### SUPPLIED DATA

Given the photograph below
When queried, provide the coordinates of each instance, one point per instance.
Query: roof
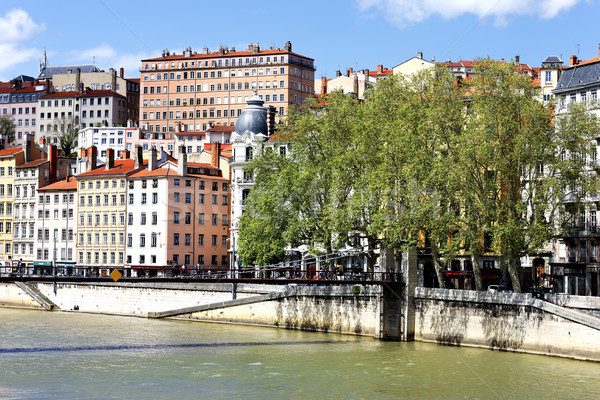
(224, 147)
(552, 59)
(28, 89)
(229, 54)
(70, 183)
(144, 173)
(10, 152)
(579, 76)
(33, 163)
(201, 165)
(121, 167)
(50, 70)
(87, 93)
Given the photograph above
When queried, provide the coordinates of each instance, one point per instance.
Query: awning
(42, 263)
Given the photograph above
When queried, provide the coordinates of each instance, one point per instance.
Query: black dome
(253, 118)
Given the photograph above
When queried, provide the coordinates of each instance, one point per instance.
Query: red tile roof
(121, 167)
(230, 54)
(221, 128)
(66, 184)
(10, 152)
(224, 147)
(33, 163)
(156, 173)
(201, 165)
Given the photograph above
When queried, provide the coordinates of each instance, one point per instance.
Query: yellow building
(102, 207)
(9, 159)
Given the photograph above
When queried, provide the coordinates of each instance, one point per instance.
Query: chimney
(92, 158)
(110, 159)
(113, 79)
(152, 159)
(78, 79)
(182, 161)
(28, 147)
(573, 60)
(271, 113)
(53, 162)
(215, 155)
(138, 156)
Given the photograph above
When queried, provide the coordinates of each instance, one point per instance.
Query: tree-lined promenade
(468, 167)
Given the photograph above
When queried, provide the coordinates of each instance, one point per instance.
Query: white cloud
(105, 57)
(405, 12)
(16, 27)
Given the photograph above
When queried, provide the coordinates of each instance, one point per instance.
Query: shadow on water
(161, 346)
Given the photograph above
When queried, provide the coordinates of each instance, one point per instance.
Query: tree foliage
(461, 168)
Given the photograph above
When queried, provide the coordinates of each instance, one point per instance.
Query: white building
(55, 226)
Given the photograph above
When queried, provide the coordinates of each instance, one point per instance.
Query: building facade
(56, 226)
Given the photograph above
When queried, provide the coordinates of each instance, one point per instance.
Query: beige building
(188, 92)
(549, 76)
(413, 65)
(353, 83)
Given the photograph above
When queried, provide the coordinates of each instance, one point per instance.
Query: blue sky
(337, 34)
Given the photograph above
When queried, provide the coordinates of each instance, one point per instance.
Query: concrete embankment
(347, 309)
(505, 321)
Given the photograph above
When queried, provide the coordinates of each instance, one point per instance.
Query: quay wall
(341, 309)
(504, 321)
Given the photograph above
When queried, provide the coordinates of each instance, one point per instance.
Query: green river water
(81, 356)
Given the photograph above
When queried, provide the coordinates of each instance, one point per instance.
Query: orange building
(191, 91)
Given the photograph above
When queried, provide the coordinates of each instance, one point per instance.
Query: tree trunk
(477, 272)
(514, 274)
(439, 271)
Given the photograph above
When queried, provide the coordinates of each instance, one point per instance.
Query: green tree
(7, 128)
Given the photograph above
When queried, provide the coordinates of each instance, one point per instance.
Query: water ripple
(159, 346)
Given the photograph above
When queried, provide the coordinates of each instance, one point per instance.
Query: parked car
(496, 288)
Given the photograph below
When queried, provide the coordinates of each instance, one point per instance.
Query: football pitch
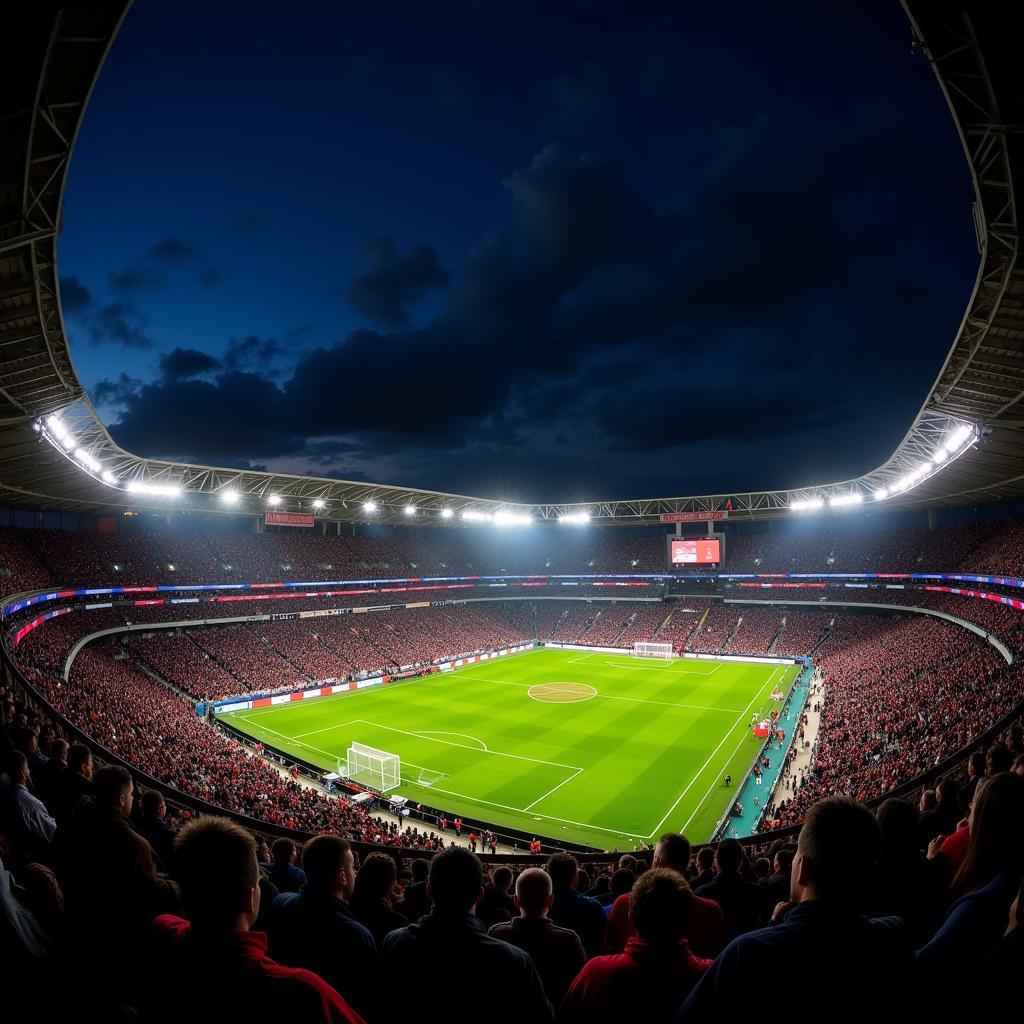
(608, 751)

######
### SUPPLIED DATA

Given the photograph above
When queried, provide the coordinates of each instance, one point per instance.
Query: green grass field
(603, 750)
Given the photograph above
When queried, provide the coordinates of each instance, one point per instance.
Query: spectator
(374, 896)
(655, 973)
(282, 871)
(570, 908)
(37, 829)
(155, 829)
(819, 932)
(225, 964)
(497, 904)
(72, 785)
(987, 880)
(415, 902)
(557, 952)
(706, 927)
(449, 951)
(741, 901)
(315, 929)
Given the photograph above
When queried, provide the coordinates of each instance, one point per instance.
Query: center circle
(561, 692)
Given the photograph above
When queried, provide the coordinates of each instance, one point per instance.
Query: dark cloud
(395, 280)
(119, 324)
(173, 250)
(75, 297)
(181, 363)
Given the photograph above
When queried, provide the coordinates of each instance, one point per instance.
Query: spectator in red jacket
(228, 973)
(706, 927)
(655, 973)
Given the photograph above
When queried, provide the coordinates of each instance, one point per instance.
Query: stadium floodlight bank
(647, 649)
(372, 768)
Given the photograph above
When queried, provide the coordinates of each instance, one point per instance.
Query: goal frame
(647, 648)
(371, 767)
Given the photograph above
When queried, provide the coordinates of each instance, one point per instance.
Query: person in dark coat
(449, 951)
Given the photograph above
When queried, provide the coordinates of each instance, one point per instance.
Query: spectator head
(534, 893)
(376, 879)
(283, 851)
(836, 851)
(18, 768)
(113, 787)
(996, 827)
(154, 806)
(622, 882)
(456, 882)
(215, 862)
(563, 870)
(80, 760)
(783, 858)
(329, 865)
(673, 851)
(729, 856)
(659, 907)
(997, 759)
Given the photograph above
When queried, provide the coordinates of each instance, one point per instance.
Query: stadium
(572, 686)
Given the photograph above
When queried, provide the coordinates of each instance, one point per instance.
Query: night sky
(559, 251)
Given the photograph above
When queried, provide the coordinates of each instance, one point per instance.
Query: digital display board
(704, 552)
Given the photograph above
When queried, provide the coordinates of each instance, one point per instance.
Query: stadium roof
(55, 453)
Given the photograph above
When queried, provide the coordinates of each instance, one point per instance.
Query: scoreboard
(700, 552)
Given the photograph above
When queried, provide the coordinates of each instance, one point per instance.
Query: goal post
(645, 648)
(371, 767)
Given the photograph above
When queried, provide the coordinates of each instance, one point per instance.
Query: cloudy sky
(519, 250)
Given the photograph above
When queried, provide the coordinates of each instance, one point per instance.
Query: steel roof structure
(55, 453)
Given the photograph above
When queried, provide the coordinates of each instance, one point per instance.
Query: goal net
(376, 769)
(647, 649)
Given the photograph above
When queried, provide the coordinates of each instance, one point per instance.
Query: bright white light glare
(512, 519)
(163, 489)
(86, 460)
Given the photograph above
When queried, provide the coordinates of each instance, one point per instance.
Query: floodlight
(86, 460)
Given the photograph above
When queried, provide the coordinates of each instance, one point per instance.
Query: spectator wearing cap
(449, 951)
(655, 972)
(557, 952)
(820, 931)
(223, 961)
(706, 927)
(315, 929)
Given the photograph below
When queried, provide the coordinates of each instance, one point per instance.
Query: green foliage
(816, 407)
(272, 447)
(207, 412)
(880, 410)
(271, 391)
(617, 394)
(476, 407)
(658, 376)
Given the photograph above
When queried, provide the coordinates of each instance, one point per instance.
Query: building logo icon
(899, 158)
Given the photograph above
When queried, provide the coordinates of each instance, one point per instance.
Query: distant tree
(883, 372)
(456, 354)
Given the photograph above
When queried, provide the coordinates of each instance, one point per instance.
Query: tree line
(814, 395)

######
### SUPPLIED DATA

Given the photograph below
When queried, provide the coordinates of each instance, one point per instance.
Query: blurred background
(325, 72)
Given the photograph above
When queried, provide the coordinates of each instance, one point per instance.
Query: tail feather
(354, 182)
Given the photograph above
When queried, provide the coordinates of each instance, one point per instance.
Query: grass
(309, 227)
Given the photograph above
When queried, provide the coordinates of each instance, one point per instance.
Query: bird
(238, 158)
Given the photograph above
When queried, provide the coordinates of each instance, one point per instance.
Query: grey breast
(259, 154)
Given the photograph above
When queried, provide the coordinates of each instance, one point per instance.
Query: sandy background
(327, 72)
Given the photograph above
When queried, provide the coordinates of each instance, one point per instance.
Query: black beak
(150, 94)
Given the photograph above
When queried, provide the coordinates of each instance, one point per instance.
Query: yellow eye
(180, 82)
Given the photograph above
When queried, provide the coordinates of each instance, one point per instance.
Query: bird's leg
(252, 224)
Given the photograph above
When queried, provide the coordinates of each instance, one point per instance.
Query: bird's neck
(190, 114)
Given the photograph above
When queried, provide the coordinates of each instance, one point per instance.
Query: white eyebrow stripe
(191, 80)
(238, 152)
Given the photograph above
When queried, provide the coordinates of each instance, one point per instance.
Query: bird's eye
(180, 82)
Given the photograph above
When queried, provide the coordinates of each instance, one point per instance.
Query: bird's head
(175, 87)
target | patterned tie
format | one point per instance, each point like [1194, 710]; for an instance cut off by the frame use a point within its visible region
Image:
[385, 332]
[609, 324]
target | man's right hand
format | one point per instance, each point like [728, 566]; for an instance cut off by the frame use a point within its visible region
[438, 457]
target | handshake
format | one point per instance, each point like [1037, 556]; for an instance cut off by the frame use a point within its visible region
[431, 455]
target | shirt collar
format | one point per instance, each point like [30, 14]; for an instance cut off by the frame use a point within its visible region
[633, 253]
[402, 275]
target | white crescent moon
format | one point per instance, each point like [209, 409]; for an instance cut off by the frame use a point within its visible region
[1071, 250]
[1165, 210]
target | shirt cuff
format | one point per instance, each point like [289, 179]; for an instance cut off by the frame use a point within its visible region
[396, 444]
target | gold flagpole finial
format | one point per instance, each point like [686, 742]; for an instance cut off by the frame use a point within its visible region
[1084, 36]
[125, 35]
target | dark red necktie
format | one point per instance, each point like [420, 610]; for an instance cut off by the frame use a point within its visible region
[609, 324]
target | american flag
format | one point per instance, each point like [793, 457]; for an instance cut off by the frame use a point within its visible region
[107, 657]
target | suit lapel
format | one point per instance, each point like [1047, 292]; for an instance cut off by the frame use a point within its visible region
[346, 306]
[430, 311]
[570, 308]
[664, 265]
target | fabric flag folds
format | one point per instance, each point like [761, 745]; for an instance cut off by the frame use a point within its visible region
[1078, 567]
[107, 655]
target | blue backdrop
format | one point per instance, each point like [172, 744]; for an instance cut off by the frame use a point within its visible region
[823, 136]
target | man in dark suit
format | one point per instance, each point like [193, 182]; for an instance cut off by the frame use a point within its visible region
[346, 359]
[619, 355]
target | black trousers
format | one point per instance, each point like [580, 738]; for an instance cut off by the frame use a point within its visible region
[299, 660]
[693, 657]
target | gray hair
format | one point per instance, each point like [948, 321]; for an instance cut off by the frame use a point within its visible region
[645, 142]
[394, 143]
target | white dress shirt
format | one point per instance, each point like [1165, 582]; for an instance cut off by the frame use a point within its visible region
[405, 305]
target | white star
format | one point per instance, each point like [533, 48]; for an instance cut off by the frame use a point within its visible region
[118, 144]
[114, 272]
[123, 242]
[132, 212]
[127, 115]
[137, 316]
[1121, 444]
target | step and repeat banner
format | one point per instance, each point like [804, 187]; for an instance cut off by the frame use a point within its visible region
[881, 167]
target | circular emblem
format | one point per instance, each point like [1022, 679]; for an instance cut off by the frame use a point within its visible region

######

### PROBLEM TO WORK ON
In the data above, locate every line containing the string "goal" and copy each of those lines. Treat case as significant.

### RESULT OF THE TASK
Query: goal frame
Query: goal post
Query: goal net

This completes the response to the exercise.